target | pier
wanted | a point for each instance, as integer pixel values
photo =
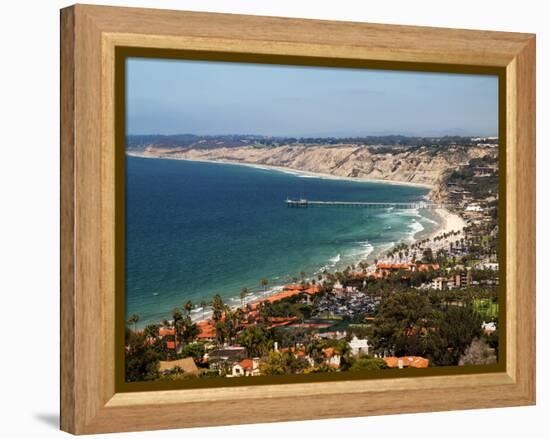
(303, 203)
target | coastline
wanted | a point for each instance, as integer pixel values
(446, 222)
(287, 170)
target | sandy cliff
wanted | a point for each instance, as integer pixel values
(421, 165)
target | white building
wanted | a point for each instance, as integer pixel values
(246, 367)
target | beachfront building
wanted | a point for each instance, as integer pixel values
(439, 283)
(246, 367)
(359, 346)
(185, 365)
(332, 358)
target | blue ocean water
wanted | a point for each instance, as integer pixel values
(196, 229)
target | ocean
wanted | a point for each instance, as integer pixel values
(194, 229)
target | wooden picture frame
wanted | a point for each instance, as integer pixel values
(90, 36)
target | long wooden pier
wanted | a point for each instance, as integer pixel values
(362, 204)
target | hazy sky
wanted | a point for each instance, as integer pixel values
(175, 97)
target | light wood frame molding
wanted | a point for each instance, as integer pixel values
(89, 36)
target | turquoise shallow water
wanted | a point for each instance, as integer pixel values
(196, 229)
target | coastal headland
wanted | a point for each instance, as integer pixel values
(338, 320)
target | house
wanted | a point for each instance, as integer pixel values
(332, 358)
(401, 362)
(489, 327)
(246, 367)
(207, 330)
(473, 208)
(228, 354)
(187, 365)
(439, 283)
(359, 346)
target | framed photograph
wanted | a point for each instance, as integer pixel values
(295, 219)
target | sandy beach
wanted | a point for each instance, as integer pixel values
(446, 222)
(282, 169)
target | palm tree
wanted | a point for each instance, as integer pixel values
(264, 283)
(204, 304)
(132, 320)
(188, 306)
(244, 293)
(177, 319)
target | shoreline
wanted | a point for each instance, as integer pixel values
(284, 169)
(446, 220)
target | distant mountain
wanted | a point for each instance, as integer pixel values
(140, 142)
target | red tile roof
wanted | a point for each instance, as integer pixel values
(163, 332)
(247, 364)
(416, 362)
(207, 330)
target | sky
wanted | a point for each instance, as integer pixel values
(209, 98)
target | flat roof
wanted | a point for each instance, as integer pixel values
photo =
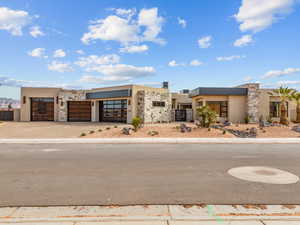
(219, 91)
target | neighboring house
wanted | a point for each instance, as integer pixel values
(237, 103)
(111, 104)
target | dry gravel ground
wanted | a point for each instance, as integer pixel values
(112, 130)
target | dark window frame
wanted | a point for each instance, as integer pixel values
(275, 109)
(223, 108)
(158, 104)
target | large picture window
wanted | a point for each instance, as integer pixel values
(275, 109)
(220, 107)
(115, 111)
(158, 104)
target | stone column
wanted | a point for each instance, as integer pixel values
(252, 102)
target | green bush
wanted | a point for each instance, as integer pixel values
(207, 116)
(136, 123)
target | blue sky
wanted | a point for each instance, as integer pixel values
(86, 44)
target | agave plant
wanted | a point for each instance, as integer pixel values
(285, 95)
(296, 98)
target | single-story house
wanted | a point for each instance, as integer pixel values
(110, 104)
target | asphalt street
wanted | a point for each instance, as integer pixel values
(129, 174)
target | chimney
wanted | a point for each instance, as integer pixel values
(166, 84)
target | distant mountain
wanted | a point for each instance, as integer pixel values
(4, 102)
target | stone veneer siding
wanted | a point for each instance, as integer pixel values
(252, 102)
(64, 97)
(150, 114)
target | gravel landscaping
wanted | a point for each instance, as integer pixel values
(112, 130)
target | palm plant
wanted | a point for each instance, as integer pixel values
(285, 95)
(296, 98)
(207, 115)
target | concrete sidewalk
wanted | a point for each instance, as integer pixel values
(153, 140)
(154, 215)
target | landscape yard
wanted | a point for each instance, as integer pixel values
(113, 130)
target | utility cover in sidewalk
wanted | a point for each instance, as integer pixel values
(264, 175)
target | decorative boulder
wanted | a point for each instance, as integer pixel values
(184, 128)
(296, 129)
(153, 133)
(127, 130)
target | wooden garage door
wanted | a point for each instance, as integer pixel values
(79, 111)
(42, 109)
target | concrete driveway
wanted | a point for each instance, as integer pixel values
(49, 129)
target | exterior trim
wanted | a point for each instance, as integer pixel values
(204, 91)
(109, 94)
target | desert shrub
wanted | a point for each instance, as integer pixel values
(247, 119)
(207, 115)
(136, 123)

Prompt >>
Within the listing above, locate the line containing "target | framed photograph" and the line containing "target | shoreline". Reproduce those two lines and all lines between them exactly, with nothing added.

Task answer >>
target | framed photograph
wanted | a point for each instance, as integer pixel values
(295, 219)
target | sandy beach
wanted | a point for each instance, as integer pixel values
(446, 222)
(282, 169)
target | palm tree
wanted | a point for each instance, as integer pixel values
(264, 283)
(204, 304)
(132, 320)
(188, 306)
(244, 293)
(177, 319)
target | shoreline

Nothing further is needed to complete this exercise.